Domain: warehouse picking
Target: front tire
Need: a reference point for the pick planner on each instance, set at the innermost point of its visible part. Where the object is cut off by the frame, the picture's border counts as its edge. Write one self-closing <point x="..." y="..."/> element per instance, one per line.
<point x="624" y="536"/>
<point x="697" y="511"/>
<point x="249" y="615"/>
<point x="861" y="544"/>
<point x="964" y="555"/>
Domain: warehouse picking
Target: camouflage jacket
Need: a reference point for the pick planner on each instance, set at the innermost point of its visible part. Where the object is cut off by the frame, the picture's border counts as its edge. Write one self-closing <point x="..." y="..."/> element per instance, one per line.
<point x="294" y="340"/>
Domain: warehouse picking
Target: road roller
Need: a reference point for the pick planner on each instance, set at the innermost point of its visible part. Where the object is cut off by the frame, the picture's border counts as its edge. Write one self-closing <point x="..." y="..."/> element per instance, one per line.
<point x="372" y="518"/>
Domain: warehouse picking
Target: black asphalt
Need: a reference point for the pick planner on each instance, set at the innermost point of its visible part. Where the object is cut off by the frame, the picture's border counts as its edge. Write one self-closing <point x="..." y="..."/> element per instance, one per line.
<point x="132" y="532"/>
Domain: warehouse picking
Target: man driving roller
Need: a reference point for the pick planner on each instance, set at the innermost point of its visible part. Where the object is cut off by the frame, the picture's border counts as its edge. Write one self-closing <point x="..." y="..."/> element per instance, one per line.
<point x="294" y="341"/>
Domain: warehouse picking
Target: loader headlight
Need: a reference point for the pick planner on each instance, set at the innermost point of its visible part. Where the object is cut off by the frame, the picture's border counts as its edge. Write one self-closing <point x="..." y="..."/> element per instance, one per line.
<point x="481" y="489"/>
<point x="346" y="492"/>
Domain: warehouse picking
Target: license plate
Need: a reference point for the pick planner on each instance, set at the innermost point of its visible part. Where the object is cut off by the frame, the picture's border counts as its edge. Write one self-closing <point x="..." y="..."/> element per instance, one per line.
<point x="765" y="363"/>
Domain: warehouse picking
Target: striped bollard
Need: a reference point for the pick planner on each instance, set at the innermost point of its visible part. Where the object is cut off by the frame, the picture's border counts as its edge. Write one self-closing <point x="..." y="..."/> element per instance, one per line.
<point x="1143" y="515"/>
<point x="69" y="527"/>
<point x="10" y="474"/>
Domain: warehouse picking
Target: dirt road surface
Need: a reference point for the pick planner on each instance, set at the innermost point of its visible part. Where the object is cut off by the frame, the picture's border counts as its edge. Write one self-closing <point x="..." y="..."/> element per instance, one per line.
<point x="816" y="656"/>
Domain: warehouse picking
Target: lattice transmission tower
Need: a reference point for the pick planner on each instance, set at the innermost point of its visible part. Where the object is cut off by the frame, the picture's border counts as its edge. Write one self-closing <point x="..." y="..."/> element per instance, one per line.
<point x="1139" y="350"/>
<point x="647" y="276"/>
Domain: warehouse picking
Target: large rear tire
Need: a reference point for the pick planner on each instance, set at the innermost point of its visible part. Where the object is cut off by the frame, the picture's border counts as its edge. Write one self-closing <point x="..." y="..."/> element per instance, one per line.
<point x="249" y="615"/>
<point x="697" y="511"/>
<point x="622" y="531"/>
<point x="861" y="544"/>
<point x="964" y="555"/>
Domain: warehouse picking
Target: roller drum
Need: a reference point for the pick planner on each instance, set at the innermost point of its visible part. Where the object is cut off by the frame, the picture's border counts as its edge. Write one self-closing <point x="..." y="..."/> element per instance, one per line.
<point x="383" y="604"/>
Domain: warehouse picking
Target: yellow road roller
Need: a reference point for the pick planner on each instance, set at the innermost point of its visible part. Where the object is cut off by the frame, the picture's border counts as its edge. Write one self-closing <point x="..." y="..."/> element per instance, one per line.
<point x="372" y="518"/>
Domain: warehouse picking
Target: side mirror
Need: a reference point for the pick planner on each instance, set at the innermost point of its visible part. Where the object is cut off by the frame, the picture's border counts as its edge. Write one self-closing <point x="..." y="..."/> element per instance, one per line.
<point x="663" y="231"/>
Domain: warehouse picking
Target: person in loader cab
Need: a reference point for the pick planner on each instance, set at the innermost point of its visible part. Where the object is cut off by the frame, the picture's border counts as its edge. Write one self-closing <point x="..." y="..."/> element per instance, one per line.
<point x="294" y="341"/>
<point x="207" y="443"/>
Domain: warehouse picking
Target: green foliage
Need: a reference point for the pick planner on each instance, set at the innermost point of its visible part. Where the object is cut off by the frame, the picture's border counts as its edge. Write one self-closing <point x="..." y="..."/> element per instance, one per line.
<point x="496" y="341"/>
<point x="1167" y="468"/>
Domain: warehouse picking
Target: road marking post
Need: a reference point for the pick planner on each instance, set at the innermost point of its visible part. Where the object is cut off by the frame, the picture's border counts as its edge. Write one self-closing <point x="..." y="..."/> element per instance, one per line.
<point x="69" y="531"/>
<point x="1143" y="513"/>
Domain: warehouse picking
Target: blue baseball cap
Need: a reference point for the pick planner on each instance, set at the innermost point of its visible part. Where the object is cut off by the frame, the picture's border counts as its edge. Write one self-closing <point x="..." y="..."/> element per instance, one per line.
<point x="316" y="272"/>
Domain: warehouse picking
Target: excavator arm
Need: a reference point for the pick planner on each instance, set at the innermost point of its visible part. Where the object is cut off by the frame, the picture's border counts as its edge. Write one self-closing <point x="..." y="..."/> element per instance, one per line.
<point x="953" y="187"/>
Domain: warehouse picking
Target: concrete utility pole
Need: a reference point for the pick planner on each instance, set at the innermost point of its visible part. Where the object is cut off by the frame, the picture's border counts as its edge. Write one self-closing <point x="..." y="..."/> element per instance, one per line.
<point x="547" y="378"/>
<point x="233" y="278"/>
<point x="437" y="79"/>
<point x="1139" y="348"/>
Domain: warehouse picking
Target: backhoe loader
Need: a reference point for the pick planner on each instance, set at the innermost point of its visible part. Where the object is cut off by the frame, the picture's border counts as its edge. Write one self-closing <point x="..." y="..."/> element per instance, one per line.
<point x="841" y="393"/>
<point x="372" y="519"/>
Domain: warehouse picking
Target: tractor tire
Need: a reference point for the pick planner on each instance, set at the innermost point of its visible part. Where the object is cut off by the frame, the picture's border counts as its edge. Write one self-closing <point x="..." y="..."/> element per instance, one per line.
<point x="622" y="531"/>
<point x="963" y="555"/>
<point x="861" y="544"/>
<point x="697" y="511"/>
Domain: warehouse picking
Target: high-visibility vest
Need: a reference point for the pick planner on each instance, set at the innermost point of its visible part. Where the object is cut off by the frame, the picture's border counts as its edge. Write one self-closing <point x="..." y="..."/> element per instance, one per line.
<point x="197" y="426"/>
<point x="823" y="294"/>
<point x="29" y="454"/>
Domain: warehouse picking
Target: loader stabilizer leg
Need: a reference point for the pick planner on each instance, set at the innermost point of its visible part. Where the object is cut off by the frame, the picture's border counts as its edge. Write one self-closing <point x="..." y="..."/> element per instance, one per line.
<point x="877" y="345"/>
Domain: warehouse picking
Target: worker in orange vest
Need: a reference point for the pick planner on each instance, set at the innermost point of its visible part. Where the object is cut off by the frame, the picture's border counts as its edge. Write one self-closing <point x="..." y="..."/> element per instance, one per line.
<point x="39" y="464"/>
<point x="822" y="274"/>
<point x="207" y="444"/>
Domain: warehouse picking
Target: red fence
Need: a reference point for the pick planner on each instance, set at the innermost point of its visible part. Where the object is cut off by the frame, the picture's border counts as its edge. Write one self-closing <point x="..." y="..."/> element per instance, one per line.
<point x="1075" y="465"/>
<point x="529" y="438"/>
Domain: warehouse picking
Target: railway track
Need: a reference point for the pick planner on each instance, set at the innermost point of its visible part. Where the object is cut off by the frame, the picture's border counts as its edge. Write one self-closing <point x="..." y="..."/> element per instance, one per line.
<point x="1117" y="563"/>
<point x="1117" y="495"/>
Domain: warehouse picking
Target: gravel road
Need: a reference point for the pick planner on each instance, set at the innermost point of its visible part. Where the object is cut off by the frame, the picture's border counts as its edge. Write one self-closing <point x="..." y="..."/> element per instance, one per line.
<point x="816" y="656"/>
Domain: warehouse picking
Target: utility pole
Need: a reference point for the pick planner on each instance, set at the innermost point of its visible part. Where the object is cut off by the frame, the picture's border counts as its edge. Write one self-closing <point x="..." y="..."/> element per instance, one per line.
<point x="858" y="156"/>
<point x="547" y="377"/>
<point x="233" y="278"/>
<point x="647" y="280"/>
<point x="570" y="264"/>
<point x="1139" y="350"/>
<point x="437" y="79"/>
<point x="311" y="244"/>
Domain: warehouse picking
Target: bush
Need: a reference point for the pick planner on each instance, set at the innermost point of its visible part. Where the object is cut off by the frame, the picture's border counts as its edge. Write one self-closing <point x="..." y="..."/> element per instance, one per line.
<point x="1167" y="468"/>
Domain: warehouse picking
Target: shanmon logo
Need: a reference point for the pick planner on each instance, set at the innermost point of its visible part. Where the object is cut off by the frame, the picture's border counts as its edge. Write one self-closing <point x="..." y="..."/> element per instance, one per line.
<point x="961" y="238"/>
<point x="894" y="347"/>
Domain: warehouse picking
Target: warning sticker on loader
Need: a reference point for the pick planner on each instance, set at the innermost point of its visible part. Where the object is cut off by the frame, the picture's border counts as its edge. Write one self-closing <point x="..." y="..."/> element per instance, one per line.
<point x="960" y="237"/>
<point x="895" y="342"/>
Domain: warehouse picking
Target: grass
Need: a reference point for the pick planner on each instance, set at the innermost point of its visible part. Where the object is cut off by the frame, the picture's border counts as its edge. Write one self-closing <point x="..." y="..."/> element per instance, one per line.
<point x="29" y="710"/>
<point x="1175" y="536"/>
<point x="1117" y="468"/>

:: What the task requires ::
From the data above, pull out every line that contains the string "road". Case counts.

:: Exercise answer ::
Target: road roller
Target: dirt road surface
Target: yellow road roller
Target: road marking post
Target: gravel road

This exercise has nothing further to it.